YOUR ASSIGNMENT:
Type out all the records word for word. Any pictures are to be left out.

STUDY MATERIAL:
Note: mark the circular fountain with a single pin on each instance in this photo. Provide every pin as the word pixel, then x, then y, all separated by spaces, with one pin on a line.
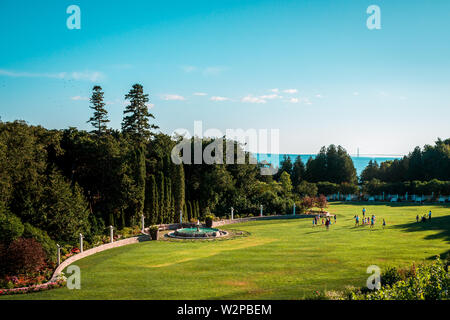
pixel 197 233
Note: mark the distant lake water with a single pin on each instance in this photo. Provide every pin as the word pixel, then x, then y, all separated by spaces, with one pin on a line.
pixel 359 162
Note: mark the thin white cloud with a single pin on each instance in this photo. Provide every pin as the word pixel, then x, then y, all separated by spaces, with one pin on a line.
pixel 189 69
pixel 218 98
pixel 271 96
pixel 76 75
pixel 173 97
pixel 79 98
pixel 299 100
pixel 252 99
pixel 213 71
pixel 290 91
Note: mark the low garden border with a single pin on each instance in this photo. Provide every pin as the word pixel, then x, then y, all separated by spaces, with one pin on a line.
pixel 57 281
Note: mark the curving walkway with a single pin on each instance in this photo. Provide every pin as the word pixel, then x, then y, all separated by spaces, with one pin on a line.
pixel 95 250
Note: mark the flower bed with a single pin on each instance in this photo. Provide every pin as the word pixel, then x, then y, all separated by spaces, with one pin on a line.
pixel 35 288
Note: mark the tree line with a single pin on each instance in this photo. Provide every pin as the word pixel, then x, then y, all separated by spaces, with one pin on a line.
pixel 423 171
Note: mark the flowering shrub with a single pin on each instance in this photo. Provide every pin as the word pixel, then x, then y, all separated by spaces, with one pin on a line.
pixel 428 282
pixel 35 288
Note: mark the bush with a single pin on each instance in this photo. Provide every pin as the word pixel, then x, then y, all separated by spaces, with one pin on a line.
pixel 390 276
pixel 11 228
pixel 153 231
pixel 42 237
pixel 426 282
pixel 209 220
pixel 25 256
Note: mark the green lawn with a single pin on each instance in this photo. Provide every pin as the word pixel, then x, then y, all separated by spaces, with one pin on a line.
pixel 281 259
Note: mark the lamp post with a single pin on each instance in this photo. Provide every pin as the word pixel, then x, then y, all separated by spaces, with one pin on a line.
pixel 111 233
pixel 81 243
pixel 58 253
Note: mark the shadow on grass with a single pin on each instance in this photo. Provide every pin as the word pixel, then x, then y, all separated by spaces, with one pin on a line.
pixel 390 204
pixel 441 226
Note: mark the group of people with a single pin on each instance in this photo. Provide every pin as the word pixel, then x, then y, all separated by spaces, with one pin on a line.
pixel 366 220
pixel 424 217
pixel 326 221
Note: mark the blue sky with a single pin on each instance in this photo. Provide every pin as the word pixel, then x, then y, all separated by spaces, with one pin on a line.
pixel 309 68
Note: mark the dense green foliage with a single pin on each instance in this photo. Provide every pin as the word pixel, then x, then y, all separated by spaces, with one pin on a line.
pixel 431 162
pixel 423 282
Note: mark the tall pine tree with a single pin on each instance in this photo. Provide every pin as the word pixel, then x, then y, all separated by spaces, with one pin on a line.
pixel 100 117
pixel 136 114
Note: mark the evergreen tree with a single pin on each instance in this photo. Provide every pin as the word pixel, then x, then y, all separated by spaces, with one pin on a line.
pixel 136 114
pixel 100 117
pixel 298 172
pixel 178 187
pixel 162 198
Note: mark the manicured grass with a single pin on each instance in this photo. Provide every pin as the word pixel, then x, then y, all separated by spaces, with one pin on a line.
pixel 281 259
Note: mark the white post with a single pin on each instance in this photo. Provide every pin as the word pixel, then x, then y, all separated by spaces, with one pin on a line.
pixel 81 242
pixel 59 254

ANSWER FOR THE TASK:
Note: mark the circular fountain with a single pin on each instance in this photo. Provide every pin as the word pixel, then x, then y, all separated by spaces, with one pin on a line.
pixel 197 233
Note: mark the distant lake water with a single pin on each instance in this photo. Provide every pin as the word pixel, then x, then y, all separated by spaces, with one pin on a line.
pixel 359 162
Note: mark the thin white cloud with a single pin on each instance in this photo. Provide every pin as the word pixel, then x, then y, all separated by spaces, with one pin on a line.
pixel 189 69
pixel 218 98
pixel 271 96
pixel 76 75
pixel 173 97
pixel 79 98
pixel 299 100
pixel 252 99
pixel 213 71
pixel 290 91
Note: mark the low garden border with a single pin on each instance in this photo. Provide every pin as the word pixel, then x, then y, all separated by spaces, with one pin on a line.
pixel 57 281
Note: mark the curving walkway with a single pin on each instance in this photo. Provide every pin as the word pixel, then x, then y, all separated by spaces, with one pin on a line.
pixel 95 250
Note: mark the flower bed with a single pin on each instance in this photo. Provide every pin as the word pixel, then x, then y, all separated by spaces, with one pin on a line.
pixel 35 288
Note: mark the tree line with a single pin on each instance in this photo. Provide every pin as the word pixel, then x, then y, all separated by spaces, with one pin on a line.
pixel 423 171
Note: mark the flowering shrub with a single pin on each instance in this photo. Provide every pin as the word pixel, then x, then y, all separated by spaces, with one pin on a line.
pixel 428 282
pixel 35 288
Note: mark the bush with a single pin on each instance in this photo. Provide every pin as the word pixel, then x, then y, all separated by spaces, with one pin on a line.
pixel 390 276
pixel 11 228
pixel 153 231
pixel 42 237
pixel 426 282
pixel 209 220
pixel 25 256
Note: mark the green lawn with a single pin on each instance in this photo. Provide every pin as the word pixel, then x, then y, all separated by spaces, with one pin on a line.
pixel 281 259
Note: mark the lamp post with a single pin on each instance in this photo. Provide every pin as the word pixel, then x, then y, all separated by spaces, with one pin on a line.
pixel 111 233
pixel 81 243
pixel 58 253
Note: mark the shadow on grass with a single pin on each instance in this photo. Provide every pin as the word pixel, then x, then y, all separated by spaces, with one pin on a line.
pixel 390 204
pixel 441 226
Note: mark the group of people with a single pin on each instance in this photo. Provide every pin as the word pixel, then x, then y, all separated by spaces, with one pin on a line.
pixel 366 220
pixel 424 217
pixel 326 221
Note: mark the blue sky with a single pin on each instance in this photo. Provide every pin as the word pixel, then x, then y, all separated by spaces, with one pin on a line.
pixel 309 68
Note: mark the dense green foliage with a single pin on each instance in this photo. Provide every pin as the word pixel, then x, then y, all separated by spaces, with one pin on a line.
pixel 431 162
pixel 423 282
Note: mark the tall pine tree with a single pin on each instance in this photo. Provide every pin as the word pixel, then x, then y, all separated by spaces, with one pin on a line.
pixel 100 117
pixel 136 114
Note: mark the evergreen tree with a single pin on each instance in this photo. Provide every pin as the word pixel, then x, then y, all separated by spaces, with one pin on a line.
pixel 136 114
pixel 100 117
pixel 298 172
pixel 178 187
pixel 162 198
Note: mark the manicured grass with a single pin on each instance in this photo. Provide every pin as the word pixel, then x, then y, all separated by spaces, with one pin on a line.
pixel 281 259
Note: mark the white post with a single pin on each instance in this photo. Provide every pin as the word pixel, then x, then y, all separated by spaces, with one pin on a line.
pixel 81 242
pixel 59 254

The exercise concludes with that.